The data start
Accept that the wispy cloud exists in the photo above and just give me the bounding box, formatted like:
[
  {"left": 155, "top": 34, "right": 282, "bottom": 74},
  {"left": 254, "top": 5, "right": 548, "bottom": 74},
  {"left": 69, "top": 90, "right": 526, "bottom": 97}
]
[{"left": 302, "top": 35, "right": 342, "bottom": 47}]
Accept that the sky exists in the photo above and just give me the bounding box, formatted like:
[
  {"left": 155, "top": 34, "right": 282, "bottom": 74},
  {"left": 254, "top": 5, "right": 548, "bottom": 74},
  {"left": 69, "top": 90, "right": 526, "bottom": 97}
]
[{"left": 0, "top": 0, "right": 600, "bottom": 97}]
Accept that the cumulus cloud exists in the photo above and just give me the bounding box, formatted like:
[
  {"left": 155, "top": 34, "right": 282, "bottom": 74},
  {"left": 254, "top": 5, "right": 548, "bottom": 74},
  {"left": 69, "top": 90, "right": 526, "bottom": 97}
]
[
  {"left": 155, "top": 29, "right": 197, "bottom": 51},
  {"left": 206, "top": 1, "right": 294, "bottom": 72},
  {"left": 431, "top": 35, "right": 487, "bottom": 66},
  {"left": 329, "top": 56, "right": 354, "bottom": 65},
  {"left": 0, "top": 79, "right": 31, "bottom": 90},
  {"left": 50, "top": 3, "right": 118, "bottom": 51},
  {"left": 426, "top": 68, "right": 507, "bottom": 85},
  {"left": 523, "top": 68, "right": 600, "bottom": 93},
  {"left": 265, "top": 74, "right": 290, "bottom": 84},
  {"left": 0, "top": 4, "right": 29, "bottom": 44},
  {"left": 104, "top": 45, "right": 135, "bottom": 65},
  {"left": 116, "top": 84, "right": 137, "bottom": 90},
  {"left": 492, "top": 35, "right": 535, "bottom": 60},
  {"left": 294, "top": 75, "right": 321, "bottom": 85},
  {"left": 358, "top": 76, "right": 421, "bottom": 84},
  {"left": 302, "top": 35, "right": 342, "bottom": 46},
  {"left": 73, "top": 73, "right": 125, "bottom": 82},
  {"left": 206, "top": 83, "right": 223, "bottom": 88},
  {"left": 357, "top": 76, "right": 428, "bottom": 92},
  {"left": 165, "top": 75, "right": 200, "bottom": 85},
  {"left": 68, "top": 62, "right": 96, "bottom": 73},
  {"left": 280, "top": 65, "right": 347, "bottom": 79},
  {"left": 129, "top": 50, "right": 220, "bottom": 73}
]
The data end
◆ **Task to complete**:
Which lines in the records above contain the string "just"? Report each of those lines in full.

◆ **Answer to this exercise**:
Accept that the wispy cloud exists in the photo above and just give me the bounding box, formatted like:
Accept that the sky exists in the photo above and just give me the bounding box, formatted like:
Accept that the cumulus cloud exists in the photo above and just give me the bounding box, formatted like:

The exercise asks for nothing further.